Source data

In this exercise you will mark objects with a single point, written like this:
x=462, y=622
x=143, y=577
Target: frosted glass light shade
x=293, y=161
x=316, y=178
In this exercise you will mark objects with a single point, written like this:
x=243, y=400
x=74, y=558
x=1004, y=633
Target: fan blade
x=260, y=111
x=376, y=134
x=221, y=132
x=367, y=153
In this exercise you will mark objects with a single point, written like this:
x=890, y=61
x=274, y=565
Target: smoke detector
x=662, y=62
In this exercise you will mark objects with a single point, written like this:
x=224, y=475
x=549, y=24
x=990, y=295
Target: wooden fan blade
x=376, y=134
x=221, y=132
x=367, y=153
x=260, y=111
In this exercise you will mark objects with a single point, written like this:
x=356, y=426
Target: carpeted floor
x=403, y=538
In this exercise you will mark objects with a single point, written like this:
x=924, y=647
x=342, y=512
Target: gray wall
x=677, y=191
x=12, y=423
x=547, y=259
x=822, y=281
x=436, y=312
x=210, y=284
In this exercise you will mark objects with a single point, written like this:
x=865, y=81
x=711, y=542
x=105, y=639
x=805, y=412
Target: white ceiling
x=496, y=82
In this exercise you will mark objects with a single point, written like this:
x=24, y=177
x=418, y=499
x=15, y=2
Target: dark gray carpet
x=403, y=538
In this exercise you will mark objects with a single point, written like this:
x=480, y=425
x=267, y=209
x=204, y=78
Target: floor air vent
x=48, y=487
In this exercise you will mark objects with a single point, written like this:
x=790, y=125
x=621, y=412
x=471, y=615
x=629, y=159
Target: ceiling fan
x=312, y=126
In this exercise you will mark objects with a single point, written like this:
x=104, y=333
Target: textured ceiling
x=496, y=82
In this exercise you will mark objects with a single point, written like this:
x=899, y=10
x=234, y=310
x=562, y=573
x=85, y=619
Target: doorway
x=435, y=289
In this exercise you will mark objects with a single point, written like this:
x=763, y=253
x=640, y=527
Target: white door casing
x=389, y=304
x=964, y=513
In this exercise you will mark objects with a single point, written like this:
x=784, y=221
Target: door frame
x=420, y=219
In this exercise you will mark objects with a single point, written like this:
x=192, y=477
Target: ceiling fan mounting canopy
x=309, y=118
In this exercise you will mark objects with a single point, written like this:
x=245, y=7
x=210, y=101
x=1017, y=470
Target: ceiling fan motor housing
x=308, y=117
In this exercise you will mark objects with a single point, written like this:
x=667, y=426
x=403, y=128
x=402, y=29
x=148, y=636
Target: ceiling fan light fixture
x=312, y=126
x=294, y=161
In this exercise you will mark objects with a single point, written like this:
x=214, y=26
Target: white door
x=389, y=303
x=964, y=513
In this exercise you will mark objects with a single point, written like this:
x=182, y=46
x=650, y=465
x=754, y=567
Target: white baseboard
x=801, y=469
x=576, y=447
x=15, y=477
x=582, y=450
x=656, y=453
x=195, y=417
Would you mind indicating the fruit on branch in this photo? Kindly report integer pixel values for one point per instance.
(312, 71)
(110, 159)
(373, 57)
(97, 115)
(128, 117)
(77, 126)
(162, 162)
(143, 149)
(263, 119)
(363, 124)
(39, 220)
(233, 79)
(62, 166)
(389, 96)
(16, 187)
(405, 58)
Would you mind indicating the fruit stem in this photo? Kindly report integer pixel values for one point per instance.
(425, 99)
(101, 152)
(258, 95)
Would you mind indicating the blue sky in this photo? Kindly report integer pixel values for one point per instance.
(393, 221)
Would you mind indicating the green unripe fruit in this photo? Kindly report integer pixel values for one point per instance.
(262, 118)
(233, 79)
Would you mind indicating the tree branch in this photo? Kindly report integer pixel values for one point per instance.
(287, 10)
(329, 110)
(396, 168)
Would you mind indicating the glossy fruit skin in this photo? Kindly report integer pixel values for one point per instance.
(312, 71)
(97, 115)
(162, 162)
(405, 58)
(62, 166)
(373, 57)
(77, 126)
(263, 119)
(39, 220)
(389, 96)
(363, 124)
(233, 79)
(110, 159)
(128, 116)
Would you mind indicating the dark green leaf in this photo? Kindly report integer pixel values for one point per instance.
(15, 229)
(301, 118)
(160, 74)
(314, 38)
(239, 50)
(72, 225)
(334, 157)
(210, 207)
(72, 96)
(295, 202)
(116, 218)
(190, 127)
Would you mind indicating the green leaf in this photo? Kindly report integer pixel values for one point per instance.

---

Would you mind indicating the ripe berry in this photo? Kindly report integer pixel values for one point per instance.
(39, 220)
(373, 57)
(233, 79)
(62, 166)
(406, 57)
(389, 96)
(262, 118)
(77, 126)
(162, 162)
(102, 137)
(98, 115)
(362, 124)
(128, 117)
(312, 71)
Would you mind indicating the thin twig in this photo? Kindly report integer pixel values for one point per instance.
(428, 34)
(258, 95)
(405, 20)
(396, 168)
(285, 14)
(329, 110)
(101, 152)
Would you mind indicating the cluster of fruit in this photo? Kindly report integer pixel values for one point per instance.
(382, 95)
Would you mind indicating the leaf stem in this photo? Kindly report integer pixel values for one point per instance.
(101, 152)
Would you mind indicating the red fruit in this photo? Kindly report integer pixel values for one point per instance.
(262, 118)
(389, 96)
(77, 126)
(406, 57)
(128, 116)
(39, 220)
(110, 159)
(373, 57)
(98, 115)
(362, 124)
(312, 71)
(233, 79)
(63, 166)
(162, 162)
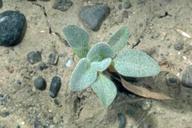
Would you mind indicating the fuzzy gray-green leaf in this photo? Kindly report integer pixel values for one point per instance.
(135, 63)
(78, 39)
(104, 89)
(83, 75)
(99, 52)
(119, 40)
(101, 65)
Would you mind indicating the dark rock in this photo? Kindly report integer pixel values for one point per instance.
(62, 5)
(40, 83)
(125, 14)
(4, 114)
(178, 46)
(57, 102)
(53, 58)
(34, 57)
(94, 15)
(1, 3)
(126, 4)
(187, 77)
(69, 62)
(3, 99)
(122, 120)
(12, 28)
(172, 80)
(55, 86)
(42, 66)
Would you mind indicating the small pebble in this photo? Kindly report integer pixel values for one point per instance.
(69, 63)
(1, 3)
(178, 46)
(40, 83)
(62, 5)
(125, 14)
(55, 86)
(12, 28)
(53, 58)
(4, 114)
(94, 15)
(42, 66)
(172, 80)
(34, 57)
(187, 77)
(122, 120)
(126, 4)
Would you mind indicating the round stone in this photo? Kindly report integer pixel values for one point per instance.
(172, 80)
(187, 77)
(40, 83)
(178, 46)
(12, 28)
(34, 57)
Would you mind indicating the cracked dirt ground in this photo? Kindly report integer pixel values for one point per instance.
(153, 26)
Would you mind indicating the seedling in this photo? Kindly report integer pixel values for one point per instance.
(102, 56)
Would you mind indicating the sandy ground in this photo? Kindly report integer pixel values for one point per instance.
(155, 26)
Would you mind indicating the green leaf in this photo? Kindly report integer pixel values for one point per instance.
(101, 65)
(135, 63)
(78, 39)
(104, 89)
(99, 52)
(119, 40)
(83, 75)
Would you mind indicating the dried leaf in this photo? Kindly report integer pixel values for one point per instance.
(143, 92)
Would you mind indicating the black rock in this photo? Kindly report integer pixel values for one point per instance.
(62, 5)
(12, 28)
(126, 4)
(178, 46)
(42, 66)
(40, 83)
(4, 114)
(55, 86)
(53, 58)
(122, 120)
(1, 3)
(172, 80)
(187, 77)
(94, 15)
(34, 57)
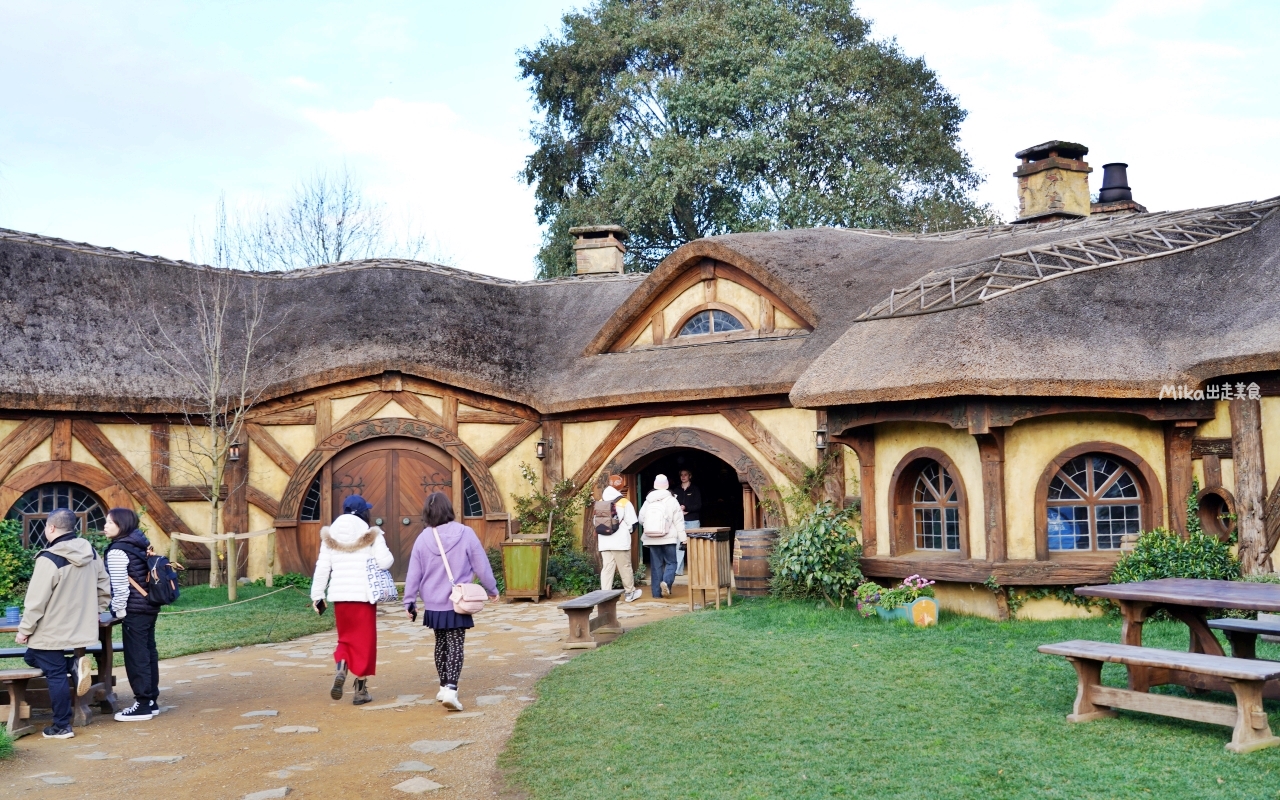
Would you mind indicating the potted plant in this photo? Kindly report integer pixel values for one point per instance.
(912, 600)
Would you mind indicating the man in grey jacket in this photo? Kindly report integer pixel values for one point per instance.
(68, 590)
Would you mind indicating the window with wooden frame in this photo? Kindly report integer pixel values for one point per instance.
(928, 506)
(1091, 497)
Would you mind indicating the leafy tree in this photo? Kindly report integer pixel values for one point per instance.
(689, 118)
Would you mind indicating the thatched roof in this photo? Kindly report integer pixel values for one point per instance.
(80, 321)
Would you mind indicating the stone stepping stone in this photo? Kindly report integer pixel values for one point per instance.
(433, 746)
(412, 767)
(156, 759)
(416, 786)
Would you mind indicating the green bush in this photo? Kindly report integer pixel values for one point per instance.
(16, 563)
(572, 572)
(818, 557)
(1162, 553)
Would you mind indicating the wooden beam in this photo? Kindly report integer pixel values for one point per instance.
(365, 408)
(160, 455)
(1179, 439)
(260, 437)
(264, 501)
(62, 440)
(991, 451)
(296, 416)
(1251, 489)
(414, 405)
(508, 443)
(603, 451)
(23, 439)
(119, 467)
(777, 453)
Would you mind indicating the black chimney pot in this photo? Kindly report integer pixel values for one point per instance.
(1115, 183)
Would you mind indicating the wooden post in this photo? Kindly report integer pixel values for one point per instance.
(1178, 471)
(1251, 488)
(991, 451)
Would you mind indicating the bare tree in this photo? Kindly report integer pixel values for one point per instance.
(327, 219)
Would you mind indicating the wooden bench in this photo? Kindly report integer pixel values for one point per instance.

_What is expected:_ Beginning with the line that has "x=1004, y=633" and ending with the line that has "x=224, y=475", set down the lines above exactly and include no others.

_Answer box:_
x=1004, y=633
Target: fan blade
x=260, y=111
x=376, y=134
x=221, y=132
x=367, y=153
In this exercise you will mark objects with a single point, written like this:
x=890, y=61
x=274, y=565
Target: smoke detector
x=662, y=62
In this exercise you will mark objects with a single point, written like this:
x=224, y=475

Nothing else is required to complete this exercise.